Repeat exactly the lines from the line containing "Would you be able to pin the low" to the last line of the listing, including both.

+++ Records for this task +++

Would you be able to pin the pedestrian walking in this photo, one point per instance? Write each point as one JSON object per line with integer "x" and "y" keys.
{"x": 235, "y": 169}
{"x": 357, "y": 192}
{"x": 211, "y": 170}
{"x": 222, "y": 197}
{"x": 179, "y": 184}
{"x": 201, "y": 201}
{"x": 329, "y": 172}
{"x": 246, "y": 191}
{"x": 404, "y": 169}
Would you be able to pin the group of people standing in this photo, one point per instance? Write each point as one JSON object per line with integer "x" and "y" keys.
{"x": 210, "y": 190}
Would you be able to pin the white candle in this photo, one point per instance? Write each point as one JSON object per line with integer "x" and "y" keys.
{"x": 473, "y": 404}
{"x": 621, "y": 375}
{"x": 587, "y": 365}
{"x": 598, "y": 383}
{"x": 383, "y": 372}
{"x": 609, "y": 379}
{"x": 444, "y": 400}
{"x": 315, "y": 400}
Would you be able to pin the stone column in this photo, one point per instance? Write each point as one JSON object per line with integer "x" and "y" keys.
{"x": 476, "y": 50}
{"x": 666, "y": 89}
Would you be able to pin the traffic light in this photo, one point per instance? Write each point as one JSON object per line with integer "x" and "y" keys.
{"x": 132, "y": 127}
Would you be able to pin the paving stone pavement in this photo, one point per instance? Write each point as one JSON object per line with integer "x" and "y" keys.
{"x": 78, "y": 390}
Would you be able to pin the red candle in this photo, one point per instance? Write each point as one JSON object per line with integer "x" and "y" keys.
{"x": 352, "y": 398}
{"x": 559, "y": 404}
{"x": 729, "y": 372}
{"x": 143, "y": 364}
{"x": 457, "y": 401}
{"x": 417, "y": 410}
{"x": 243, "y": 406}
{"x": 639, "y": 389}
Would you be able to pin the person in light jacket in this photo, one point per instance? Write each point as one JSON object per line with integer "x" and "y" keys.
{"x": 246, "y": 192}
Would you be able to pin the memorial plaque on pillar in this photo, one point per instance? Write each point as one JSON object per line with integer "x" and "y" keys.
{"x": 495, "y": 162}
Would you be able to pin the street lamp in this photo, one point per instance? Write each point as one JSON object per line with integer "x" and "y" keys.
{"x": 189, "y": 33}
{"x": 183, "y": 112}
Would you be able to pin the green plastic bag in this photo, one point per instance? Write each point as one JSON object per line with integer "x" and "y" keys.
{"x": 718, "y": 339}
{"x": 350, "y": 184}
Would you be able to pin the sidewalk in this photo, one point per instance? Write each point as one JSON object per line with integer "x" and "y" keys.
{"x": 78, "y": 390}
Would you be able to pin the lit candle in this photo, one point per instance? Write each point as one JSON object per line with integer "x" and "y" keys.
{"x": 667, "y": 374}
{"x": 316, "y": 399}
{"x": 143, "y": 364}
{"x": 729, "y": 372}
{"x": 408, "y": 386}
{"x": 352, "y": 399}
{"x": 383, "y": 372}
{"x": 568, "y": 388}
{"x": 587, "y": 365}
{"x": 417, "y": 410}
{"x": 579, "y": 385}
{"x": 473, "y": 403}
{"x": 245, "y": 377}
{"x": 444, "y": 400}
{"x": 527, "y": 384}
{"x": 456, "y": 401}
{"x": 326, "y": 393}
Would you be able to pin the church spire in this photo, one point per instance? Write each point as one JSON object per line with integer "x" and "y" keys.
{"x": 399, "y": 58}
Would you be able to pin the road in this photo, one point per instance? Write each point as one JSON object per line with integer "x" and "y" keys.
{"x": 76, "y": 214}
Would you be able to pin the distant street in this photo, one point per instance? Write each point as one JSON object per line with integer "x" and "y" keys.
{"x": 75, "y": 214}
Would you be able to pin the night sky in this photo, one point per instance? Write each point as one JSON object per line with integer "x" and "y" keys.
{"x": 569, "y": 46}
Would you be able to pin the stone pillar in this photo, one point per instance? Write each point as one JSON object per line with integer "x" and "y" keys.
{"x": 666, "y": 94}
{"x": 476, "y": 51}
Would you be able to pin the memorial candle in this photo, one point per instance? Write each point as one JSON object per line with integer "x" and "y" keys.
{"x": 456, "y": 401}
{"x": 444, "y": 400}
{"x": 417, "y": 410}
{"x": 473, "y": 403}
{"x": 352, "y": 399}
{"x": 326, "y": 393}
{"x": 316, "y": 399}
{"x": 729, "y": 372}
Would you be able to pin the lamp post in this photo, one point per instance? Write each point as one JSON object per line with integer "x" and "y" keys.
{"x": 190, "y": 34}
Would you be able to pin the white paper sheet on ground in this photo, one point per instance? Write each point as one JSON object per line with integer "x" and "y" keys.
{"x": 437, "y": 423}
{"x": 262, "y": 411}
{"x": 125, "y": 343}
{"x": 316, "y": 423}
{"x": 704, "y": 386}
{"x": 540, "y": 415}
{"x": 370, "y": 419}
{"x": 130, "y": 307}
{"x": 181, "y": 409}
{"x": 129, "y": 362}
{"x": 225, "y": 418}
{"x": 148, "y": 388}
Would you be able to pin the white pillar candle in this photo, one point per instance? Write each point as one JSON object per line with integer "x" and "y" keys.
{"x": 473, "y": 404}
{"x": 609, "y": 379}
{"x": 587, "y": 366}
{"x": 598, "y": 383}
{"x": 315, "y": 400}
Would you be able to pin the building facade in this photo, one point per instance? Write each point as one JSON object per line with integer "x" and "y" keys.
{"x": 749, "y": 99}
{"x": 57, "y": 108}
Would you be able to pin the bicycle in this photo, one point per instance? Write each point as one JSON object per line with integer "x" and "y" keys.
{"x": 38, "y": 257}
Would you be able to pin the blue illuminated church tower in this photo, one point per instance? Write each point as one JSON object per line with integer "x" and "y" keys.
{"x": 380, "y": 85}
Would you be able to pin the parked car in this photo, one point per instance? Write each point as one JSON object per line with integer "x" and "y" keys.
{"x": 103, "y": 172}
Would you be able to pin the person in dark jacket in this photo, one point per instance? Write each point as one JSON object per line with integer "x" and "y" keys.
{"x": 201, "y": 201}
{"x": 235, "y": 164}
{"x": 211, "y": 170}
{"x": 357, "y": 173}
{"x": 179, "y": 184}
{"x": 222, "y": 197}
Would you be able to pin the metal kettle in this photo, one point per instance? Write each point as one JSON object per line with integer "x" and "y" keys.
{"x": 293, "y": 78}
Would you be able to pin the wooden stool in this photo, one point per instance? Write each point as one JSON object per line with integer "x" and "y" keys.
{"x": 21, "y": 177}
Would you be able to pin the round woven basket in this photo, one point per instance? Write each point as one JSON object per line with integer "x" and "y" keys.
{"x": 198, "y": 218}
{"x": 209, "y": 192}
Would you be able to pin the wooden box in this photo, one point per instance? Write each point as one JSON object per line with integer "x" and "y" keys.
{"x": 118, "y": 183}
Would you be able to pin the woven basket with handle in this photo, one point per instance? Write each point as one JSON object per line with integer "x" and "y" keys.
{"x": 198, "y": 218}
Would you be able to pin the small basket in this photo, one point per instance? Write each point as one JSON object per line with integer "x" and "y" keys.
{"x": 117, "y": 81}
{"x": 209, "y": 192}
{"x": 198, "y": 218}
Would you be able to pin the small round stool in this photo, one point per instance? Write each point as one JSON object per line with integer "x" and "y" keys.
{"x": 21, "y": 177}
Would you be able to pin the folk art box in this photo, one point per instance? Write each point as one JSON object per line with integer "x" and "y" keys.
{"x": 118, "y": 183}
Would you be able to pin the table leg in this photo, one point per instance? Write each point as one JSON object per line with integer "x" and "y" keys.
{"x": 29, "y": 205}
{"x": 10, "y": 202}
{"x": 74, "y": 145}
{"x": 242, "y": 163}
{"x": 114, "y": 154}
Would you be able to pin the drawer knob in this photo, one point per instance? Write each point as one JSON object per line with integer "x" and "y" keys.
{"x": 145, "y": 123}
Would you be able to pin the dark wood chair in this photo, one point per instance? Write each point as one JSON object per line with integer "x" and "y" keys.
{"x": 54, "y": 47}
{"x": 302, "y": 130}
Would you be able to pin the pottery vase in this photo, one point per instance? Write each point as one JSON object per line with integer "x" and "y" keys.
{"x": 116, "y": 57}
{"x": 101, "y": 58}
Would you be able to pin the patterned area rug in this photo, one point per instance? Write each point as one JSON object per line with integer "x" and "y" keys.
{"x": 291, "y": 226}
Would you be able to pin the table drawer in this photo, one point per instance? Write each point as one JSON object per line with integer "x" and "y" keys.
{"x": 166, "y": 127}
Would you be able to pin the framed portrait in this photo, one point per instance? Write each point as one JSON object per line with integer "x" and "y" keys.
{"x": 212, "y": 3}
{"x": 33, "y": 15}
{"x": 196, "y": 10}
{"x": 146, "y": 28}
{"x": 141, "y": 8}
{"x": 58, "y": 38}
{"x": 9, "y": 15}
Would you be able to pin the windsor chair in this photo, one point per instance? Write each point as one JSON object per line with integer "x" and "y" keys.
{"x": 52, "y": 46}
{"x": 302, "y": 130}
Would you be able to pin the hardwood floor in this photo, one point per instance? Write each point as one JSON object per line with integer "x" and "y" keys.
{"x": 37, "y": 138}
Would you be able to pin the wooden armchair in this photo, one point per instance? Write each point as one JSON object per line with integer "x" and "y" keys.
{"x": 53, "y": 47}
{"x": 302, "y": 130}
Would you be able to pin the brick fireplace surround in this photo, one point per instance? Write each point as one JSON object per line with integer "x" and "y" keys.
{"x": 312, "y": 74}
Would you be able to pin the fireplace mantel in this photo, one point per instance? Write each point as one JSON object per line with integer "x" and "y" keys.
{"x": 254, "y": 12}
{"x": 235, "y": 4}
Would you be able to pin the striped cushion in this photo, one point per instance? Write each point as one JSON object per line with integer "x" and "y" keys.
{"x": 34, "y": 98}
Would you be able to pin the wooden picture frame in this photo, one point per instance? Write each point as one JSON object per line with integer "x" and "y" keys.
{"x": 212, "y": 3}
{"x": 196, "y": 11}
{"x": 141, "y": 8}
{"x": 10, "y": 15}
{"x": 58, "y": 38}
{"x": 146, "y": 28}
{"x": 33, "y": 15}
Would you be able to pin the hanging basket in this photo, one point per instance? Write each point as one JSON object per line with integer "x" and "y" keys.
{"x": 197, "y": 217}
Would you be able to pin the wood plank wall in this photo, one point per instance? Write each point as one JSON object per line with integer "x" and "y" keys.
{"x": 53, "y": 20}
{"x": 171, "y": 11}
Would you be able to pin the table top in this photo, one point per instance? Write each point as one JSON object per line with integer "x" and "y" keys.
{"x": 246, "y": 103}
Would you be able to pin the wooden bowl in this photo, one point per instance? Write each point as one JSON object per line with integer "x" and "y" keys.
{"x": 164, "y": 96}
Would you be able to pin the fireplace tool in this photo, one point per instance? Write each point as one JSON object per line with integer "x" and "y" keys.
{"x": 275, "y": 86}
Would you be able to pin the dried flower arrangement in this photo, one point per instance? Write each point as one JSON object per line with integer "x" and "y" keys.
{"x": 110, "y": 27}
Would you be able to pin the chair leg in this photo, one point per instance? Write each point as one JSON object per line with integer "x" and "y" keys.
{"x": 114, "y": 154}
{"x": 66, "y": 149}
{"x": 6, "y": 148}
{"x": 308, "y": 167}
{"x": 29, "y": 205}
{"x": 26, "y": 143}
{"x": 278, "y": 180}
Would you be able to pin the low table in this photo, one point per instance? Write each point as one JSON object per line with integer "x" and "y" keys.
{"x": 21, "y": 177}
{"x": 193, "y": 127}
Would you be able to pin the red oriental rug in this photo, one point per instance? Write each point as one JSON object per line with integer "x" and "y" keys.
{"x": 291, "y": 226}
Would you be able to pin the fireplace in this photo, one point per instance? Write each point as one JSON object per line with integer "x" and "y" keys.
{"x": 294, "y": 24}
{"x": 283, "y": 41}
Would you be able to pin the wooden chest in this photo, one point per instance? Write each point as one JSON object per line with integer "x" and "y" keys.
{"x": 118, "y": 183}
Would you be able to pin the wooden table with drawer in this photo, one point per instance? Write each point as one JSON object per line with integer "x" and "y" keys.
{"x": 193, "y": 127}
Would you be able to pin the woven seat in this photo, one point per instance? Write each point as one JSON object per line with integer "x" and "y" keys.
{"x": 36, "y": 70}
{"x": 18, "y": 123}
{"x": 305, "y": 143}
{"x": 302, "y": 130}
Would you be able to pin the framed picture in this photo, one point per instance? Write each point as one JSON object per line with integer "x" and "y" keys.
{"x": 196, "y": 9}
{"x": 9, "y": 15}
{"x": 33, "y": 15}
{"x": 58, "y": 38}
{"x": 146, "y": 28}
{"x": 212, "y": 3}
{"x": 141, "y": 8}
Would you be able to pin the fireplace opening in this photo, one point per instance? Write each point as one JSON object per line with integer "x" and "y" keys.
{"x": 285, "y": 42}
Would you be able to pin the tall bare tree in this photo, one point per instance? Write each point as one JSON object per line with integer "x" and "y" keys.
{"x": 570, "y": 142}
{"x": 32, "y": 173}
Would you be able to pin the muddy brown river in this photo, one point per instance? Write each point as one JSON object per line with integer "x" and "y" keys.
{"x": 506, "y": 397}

+++

Worked answer:
Would you be able to pin the low table in this photo, one point per instance? Write each point as one JSON object per line with integer "x" and "y" keys.
{"x": 21, "y": 177}
{"x": 193, "y": 127}
Would you be able to pin the red oriental rug in this photo, one point per instance? Write each point as one JSON object per line with integer "x" and "y" keys.
{"x": 291, "y": 226}
Would you be able to pin the fireplace in this photo, one point per instance? Write each point as one JSON object per line with integer "x" and "y" keys.
{"x": 294, "y": 24}
{"x": 283, "y": 41}
Would you be able to pin the wooden chest in this photo, one point per instance? Write each point as one JSON object per line with integer "x" and "y" keys.
{"x": 118, "y": 183}
Would you be able to pin the wooden table with drawer in this photo, one point per instance? Write each point as one JSON object per line with integer "x" and "y" keys.
{"x": 193, "y": 127}
Would you be able to pin the woven seat in this photo, one point per instance? Write each point as one JSON object per line with integer "x" and "y" keys.
{"x": 36, "y": 70}
{"x": 18, "y": 123}
{"x": 305, "y": 143}
{"x": 302, "y": 130}
Would you be able to pin the framed picture in this photo, one point per instance? Write each point as one JSON object per line with integer "x" and "y" keys.
{"x": 196, "y": 9}
{"x": 9, "y": 15}
{"x": 33, "y": 15}
{"x": 58, "y": 38}
{"x": 146, "y": 28}
{"x": 212, "y": 3}
{"x": 141, "y": 8}
Would you be able to pin the fireplace opening in this photo, one point per instance? Write each point as one JSON object per line with integer "x" and "y" keys.
{"x": 285, "y": 42}
Would you be able to pin the tall bare tree in this photo, one point per instance? Write each point as one JSON object per line with integer "x" and "y" keys.
{"x": 570, "y": 142}
{"x": 32, "y": 173}
Would you be able to pin the muddy brown river in this photo, one point per instance? Write each point as one JSON object per line with integer "x" and "y" keys.
{"x": 506, "y": 397}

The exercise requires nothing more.